Records of labeled boxes:
┌──

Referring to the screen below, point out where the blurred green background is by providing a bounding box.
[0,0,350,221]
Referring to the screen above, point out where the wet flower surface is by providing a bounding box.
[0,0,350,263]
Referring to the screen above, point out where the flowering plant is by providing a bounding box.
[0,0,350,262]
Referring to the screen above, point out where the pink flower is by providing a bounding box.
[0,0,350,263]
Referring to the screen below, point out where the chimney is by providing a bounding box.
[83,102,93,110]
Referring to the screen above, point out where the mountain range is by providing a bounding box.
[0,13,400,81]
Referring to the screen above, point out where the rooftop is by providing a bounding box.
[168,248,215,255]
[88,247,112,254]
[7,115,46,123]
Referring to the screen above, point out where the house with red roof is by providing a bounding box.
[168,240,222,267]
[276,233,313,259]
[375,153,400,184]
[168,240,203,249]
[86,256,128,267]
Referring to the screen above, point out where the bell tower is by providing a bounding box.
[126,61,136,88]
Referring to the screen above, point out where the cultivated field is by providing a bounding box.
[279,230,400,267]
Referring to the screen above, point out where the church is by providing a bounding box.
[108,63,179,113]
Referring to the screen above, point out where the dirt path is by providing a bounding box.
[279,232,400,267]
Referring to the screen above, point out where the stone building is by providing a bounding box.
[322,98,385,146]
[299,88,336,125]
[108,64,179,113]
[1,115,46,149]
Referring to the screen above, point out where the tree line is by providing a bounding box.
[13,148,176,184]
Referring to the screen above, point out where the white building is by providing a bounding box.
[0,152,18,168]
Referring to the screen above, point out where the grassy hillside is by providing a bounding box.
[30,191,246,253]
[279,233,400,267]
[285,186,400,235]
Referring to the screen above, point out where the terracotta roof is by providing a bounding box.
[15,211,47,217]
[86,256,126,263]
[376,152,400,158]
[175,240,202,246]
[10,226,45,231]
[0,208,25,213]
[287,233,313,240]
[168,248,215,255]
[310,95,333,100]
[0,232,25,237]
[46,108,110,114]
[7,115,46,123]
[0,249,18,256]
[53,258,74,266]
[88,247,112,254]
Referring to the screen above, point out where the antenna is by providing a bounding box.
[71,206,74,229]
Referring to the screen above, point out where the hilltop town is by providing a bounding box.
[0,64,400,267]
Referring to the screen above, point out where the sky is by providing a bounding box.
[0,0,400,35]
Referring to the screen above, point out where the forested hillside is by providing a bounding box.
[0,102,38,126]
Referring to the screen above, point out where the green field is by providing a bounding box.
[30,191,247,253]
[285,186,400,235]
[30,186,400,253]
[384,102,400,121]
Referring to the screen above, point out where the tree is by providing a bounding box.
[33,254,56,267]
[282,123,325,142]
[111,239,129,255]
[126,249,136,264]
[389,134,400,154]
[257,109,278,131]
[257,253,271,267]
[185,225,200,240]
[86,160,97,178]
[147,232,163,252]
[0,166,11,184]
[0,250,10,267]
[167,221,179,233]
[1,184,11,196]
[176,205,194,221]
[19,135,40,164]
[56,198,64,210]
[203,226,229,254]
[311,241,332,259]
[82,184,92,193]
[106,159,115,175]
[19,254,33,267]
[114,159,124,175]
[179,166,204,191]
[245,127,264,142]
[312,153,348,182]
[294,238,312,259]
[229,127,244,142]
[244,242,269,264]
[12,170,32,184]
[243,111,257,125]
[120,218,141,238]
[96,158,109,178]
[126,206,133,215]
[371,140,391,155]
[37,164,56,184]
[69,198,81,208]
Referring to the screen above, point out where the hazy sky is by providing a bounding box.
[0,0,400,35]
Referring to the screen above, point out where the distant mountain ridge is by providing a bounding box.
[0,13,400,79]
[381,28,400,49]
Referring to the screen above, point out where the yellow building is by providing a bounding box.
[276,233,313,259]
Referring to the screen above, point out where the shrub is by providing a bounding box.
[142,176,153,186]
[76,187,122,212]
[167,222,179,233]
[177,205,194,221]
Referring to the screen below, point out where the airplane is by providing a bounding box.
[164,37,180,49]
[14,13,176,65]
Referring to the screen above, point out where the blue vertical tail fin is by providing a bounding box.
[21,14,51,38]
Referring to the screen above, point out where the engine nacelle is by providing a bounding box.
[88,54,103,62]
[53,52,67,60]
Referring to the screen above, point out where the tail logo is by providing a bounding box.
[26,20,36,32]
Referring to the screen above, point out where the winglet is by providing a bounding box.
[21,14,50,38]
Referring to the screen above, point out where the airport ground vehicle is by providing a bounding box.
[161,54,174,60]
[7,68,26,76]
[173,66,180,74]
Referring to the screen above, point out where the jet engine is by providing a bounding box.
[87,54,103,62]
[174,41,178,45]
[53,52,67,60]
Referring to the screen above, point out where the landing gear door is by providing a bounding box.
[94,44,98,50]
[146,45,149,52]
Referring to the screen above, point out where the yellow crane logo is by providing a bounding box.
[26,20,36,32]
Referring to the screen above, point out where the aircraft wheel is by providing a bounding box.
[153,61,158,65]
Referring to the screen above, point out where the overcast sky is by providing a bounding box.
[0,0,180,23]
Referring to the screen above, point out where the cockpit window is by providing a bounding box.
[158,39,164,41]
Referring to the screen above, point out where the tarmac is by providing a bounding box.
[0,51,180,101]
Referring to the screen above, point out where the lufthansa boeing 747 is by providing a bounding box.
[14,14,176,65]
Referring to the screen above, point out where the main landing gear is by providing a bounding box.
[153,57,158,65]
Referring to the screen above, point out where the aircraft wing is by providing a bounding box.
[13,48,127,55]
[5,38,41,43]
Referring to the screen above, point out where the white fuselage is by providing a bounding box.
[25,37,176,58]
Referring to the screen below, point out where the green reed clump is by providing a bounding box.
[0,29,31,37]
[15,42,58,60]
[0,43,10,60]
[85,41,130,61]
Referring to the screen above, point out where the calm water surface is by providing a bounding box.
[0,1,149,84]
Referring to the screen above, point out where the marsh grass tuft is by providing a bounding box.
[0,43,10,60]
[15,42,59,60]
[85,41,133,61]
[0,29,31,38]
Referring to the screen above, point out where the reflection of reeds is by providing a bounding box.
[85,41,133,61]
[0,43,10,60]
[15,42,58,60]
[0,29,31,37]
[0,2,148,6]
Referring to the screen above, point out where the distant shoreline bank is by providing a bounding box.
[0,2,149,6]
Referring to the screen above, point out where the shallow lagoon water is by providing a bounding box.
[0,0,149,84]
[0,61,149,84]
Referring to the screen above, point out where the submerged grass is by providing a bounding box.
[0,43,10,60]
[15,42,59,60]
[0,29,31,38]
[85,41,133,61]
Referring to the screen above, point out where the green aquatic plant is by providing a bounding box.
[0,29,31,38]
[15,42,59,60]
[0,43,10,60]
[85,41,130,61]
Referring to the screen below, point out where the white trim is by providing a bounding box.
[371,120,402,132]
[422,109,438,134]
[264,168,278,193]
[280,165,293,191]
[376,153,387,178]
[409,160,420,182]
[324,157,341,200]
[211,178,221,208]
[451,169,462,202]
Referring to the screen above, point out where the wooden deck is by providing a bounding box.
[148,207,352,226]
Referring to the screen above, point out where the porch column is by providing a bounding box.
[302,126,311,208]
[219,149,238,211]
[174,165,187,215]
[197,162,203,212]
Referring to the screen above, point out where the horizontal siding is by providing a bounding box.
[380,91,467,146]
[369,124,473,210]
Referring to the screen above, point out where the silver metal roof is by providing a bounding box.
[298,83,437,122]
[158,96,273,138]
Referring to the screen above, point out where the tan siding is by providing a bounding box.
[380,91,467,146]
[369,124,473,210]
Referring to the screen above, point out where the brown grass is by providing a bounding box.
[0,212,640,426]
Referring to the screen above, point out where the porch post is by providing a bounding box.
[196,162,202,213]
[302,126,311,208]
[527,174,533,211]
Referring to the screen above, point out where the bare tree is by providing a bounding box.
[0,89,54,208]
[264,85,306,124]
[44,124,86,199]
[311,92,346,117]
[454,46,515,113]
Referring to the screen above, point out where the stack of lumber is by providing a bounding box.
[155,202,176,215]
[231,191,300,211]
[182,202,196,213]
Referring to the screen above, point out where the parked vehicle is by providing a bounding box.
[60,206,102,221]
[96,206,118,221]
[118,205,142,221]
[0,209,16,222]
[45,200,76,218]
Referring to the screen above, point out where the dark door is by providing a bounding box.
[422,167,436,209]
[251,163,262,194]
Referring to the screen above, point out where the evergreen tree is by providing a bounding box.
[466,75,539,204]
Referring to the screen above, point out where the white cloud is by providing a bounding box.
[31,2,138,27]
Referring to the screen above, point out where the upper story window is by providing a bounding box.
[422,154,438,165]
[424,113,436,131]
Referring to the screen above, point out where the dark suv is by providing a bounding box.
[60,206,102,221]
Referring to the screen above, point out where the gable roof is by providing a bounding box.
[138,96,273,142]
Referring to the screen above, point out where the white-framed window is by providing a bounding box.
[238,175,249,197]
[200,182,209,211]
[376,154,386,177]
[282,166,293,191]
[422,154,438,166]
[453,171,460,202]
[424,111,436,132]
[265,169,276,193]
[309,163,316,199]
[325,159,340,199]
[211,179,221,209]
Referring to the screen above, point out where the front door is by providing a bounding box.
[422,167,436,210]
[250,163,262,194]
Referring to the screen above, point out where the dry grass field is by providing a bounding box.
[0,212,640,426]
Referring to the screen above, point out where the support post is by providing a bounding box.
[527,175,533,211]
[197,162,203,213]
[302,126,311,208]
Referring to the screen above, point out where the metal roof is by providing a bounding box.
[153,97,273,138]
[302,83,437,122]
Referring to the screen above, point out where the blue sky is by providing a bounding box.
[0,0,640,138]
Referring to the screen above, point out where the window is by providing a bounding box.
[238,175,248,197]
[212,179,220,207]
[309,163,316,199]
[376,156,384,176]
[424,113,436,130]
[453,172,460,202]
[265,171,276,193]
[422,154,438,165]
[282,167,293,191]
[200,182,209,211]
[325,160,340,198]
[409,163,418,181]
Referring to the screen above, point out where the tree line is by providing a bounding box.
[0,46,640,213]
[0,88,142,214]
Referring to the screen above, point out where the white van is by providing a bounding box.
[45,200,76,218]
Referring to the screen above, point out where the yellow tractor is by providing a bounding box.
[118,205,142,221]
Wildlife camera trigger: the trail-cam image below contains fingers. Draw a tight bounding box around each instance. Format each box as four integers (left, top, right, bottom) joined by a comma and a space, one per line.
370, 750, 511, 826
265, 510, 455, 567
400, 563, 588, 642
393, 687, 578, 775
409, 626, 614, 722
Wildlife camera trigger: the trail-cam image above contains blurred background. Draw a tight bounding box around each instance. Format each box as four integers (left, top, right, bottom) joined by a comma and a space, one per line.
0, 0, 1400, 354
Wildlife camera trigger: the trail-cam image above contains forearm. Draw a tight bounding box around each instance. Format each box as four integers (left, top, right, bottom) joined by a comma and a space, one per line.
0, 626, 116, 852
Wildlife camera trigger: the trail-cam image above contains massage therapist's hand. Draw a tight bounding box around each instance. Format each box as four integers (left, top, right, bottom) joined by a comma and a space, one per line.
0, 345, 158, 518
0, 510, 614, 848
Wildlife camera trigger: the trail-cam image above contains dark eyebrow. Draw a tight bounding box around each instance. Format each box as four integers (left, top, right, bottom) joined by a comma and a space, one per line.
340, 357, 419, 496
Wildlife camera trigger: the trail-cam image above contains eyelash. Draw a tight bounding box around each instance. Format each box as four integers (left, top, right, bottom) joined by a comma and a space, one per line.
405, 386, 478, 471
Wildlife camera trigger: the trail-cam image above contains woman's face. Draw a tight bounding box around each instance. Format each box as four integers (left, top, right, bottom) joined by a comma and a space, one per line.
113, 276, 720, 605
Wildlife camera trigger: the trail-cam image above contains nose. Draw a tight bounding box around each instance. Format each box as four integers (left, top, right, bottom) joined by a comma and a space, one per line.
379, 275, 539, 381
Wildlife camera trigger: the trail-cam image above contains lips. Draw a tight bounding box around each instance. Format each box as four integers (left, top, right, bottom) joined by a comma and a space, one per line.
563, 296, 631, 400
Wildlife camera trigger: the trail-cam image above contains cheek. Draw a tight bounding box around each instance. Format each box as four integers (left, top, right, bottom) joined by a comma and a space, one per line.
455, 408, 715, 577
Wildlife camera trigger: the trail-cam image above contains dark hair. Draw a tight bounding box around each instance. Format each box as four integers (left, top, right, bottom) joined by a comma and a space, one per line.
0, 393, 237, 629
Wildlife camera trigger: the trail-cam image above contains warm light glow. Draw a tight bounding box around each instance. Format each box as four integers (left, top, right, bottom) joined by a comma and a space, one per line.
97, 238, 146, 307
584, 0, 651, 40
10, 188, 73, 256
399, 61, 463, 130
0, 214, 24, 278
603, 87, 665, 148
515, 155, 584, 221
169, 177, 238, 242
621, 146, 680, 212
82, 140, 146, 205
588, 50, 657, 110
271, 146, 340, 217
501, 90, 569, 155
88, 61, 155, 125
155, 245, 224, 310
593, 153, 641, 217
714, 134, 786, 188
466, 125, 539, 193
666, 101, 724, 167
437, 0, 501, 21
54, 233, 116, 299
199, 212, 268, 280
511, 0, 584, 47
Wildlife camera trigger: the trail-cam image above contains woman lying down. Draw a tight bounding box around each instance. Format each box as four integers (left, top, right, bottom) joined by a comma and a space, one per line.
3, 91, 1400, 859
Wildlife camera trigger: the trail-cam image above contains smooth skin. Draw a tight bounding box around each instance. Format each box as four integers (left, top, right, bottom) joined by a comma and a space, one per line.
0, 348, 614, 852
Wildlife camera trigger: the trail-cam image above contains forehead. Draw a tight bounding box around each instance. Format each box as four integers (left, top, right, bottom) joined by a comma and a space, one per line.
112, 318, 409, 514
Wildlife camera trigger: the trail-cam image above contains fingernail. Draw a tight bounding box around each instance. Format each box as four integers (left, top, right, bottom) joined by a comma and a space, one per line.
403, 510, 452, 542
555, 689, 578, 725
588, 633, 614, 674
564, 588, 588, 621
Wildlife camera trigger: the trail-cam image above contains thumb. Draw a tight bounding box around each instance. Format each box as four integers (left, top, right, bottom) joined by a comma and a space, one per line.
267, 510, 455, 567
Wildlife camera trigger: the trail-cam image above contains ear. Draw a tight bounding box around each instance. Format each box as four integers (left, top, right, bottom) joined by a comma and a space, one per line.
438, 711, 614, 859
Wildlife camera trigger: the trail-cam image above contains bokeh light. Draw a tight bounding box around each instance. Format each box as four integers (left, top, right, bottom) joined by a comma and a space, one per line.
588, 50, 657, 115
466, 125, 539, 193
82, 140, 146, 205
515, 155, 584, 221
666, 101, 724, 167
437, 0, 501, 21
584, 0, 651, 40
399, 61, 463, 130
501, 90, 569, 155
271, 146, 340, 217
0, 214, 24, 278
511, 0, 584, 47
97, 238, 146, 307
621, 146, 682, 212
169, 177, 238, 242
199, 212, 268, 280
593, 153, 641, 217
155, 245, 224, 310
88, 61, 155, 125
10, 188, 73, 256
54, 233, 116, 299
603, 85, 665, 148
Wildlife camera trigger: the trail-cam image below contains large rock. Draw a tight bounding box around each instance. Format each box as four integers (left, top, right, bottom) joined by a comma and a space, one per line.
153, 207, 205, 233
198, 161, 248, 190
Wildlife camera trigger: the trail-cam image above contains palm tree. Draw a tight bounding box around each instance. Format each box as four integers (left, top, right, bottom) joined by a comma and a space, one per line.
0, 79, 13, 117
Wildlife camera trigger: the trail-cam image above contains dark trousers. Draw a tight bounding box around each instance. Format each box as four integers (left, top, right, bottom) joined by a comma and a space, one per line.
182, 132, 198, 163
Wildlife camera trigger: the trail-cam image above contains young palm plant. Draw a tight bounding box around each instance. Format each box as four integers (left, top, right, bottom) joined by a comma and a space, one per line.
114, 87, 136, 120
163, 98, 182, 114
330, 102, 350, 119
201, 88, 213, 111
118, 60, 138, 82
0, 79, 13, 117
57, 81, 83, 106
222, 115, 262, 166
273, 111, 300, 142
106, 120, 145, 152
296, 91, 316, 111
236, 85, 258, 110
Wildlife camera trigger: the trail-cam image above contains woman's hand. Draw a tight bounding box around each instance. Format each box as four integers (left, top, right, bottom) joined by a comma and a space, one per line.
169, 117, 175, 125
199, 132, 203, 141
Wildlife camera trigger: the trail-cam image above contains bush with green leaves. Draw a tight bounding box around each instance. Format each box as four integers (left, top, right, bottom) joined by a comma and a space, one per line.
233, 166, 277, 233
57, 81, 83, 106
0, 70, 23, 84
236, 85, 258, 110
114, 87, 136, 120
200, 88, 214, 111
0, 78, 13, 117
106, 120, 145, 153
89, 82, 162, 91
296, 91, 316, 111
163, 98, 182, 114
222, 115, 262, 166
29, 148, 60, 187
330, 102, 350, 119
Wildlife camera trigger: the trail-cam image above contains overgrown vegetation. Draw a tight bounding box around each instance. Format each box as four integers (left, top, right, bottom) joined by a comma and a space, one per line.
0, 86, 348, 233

└──

Please copy out the entries again, starting with the line containing "Referring to the screen above, point out where the brown" and going on through the line containing "[466,75,539,204]". Include both of those lines.

Response below
Referring to the screen above, point out where the brown grass is by providing a bounding box.
[0,212,640,426]
Referring to the screen above, point out where the porch post is by providing a bounding box.
[196,162,202,213]
[302,126,311,208]
[527,174,533,211]
Referring to the screen above, point out where the bare tree is by providing a bounding box.
[0,89,54,208]
[264,85,306,124]
[44,124,86,199]
[311,92,346,117]
[454,46,515,113]
Referring to the screen above, point out where the stack of lumber is by providing a bounding box.
[155,202,176,215]
[231,191,300,211]
[182,202,196,213]
Referring to the screen above, point out where the parked vehicle is by providing a bounding box.
[60,206,102,221]
[96,206,118,221]
[118,205,142,221]
[0,209,16,222]
[45,200,76,218]
Referring to the screen above, point out where the dark door is by providing a bounding box.
[422,167,436,209]
[251,163,262,194]
Referring to the screen above, point out where the evergreen tree is by providing a bounding box.
[466,75,539,204]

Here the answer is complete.